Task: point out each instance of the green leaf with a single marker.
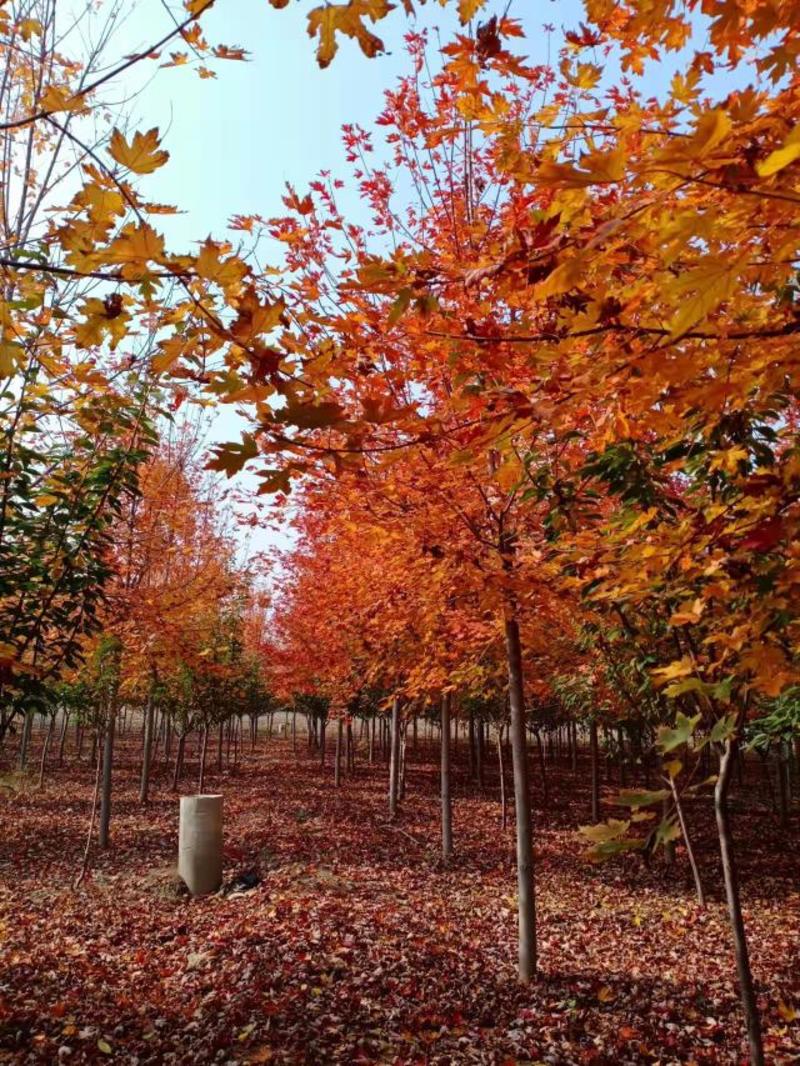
(688, 684)
(723, 729)
(310, 416)
(605, 832)
(399, 307)
(667, 832)
(635, 797)
(668, 739)
(610, 849)
(232, 457)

######

[WORK INSTRUCTIONS] Reproduce every row above verbatim, omitting the picture.

[TASK OUTPUT]
Task: point out each instance of the green leaf with a single marker.
(688, 684)
(723, 729)
(310, 416)
(605, 832)
(399, 307)
(667, 832)
(635, 797)
(668, 739)
(610, 849)
(232, 457)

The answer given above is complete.